Pull out every line of text from the material below, reproducing each one verbatim and leaving the pictures out of your answer.

INFORMATION SHOWN:
----
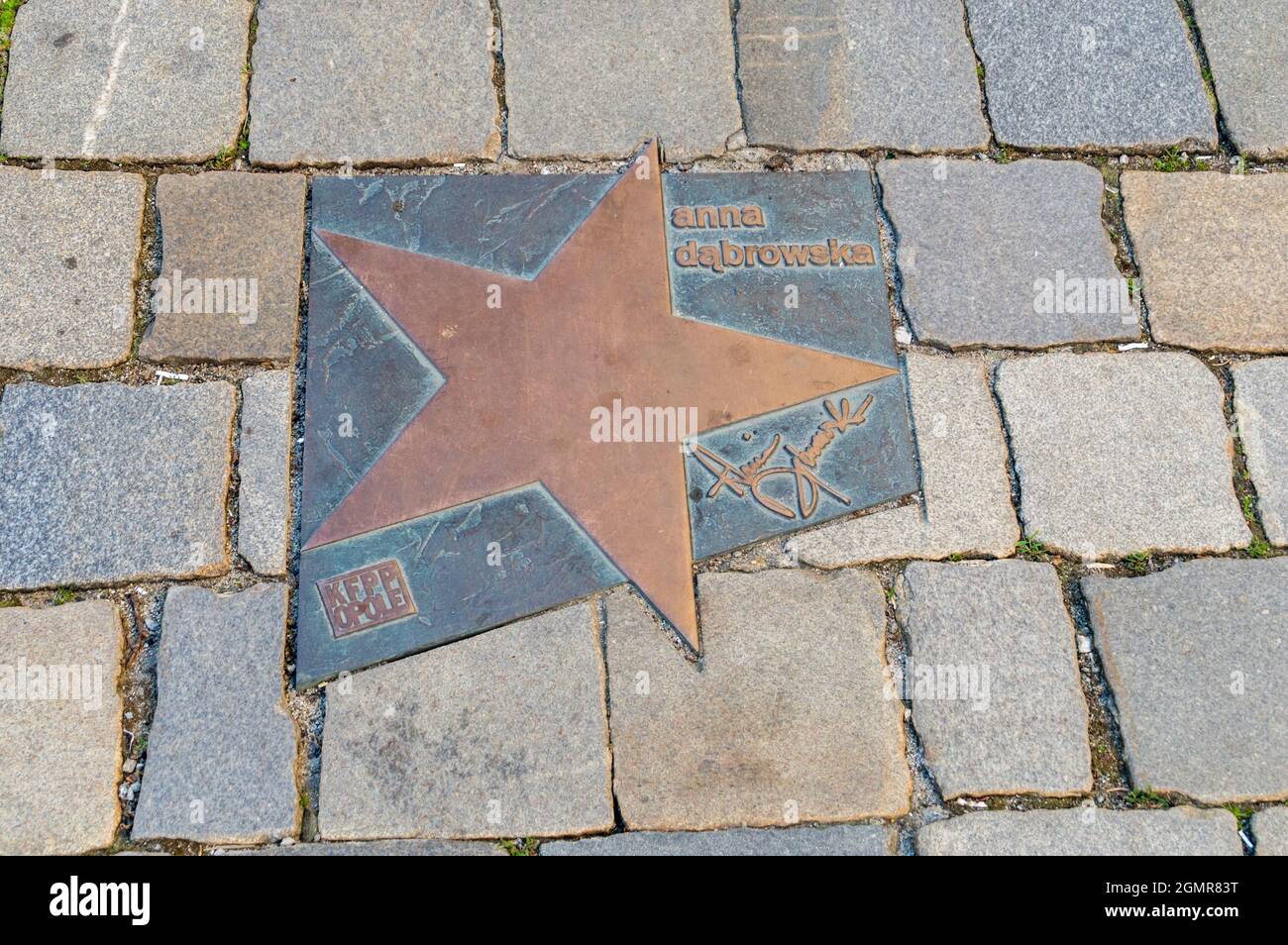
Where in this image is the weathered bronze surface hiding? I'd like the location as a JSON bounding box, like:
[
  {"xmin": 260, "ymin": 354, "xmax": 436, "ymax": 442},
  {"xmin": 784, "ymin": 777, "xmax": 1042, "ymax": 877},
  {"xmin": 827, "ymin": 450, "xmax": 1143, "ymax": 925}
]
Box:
----
COMPLETE RESPONSE:
Where in this image is the weathered bronze surface hiding? I'd like the location as a JSON bounding box, like:
[
  {"xmin": 260, "ymin": 354, "xmax": 436, "ymax": 442},
  {"xmin": 784, "ymin": 777, "xmax": 1042, "ymax": 877},
  {"xmin": 827, "ymin": 450, "xmax": 1143, "ymax": 925}
]
Box:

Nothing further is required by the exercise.